**TEXT SHOWN**
..............................
# TT Participation



## mattbiker (11 Feb 2015)

Hi, I am a Sports Management student who is developing a project around time trial cycling. I quite new to cycling so have a limited knowledge. Would anyone be able to help me with links to participation statistics of time trial, I am unable to find any specific records or even just from your person experience at events. If a time trial relay style event was developed how would you recommend the handover be done e.g. cross line? 
Thank you for your help


----------



## Roadrider48 (11 Feb 2015)

I think most cycling clubs have their results displayed on their website.


----------



## Citius (11 Feb 2015)

Two links:

http://www.cyclingtimetrials.org.uk/
http://www.timetriallingforum.co.uk/

Between those two, you should be able to get all the info you need.


----------



## bianchi1 (11 Feb 2015)

mattiek6 said:


> Hi, I am a Sports Management student who is developing a project around time trial cycling. I quite new to cycling so have a limited knowledge. Would anyone be able to help me with links to participation statistics of time trial, I am unable to find any specific records or even just from your person experience at events. If a time trial relay style event was developed how would you recommend the handover be done e.g. cross line?
> Thank you for your help



A relay system would end up a bit complex if you were trying to organise held starts for multiple riders as their partners are crossing a line, plus I would imagine there would be safety considerations?

What is already done is you just add the times of 2 or more riders to get a 'team' time. So for example 3 riders all compete in an open 10. 

Rider 1 = 21:30
Rider 2 = 25:15
Rider 3 = 25:30

Total time = 1 hour 12 min 15 seconds


----------



## Rooster1 (11 Feb 2015)

http://www.readingcyclingclub.com/node/8


----------



## screenman (11 Feb 2015)

I though the OP was a wind up, seems not. The web is full of TT records and information and the best the student can do is ask here on a very general cycling forum.


----------



## oldroadman (12 Feb 2015)

TT Relay? Disaster waiting to happen - which is why no-one does it. Possibly because insurers wold be very wary of covering it! I did see a "corporate" relay at Canary Wharf a couple of years ago, a bit messy to say the least, and that was a straight race which split from the off, just a bit of fun. I can't imagine what a shambles a "serious" race would be.


----------



## frank9755 (12 Mar 2015)

2-up, or team time trials, are also common. 
But the idea of using a relay baton with handover for time trial bikes on the road is not going to catch on!


----------
..............................
**WRITTEN TASKS**
(1) Summarize the forum thread on time trial participation in two sentences.
(2) Edit the entries starting with the line that contains "of tree. Return a box per instance." and going through the line that contains "[397,299,433,346]", changing "visual detection system" to "object detection system" and leaving everything else unchanged.

Excerpts of bounding box data:
..............................
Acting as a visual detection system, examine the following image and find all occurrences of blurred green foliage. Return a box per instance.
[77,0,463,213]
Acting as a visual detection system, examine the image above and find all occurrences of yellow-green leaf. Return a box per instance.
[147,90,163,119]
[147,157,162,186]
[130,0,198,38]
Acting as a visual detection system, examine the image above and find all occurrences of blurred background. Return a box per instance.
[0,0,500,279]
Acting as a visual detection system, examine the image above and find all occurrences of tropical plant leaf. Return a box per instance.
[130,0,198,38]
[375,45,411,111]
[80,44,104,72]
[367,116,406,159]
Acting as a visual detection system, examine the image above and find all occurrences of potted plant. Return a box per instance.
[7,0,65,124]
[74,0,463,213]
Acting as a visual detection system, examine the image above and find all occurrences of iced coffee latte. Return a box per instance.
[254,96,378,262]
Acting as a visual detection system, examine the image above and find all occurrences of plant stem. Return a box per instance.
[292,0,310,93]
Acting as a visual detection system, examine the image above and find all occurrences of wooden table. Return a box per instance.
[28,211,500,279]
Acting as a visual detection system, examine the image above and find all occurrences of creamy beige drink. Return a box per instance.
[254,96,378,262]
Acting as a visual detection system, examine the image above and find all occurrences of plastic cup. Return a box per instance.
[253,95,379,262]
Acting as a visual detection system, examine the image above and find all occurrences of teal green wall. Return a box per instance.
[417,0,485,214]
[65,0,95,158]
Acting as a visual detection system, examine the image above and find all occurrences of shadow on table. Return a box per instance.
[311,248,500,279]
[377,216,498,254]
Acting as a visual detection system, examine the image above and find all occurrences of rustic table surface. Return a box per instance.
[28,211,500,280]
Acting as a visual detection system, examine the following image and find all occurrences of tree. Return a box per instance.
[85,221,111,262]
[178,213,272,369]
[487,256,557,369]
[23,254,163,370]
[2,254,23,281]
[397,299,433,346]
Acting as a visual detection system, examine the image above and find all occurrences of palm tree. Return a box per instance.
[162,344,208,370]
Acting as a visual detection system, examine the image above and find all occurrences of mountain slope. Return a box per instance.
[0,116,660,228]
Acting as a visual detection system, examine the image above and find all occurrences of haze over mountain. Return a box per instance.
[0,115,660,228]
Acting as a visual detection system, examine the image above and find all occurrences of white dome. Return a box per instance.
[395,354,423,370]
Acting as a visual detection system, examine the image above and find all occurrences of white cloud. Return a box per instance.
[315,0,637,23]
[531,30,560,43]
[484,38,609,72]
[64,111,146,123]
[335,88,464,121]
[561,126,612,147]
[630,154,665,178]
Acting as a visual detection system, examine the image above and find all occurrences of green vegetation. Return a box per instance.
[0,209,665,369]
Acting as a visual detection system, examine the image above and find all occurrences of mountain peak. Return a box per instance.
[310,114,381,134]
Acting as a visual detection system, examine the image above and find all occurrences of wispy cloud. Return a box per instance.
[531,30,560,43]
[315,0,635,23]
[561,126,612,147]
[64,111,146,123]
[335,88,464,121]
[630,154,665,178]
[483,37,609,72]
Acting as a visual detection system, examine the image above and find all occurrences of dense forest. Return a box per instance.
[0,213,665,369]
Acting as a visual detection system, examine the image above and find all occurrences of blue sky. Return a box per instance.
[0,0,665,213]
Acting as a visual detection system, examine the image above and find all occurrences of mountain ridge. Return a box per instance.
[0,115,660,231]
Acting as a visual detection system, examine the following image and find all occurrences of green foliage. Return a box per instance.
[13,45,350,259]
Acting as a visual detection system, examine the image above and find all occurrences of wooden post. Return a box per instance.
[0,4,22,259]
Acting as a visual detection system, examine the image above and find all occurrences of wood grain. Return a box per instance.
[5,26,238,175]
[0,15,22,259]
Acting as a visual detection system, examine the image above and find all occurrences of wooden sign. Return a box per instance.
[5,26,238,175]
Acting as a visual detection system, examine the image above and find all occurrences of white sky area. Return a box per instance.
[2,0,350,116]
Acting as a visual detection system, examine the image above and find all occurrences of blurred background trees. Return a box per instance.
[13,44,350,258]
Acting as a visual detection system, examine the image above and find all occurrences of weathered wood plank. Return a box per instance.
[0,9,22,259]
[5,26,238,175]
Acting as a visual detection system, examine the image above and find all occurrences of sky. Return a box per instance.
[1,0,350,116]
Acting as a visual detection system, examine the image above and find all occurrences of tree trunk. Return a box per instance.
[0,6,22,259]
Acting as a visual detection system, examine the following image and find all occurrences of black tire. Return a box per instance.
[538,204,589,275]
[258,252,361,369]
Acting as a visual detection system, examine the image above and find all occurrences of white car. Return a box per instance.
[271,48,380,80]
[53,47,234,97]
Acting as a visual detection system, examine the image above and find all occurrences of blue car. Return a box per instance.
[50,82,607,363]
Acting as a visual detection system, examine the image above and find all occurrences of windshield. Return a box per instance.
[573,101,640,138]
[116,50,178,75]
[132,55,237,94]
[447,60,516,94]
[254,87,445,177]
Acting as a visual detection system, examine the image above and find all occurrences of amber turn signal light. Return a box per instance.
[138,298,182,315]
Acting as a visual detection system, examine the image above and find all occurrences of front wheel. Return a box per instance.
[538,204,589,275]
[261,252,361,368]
..............................
**EXPECTED RESPONSES**
(1) A sports management student asks for time trial participation statistics and for advice on how handovers might work in a relay-style time trial. Replies point to club websites and two time trial sites, explain that team times are usually made by adding several riders' times, and warn that a relay would be complex, raise safety and insurance concerns, and is unlikely to catch on.

(2)
Acting as a object detection system, examine the following image and find all occurrences of tree. Return a box per instance.
[85,221,111,262]
[178,213,272,369]
[487,256,557,369]
[23,254,163,370]
[2,254,23,281]
[397,299,433,346]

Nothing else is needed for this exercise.